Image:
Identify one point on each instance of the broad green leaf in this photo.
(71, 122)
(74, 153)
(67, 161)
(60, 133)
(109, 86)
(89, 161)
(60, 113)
===============
# [YOUR OBJECTIVE]
Please repeat the material with "broad" switched to "wide" throughout, changing nothing else.

# [RESPONSE TO THIS EXERCISE]
Image:
Identify one point on each instance of the wide green leaf in this photo.
(71, 122)
(74, 153)
(67, 161)
(60, 133)
(109, 86)
(89, 161)
(60, 113)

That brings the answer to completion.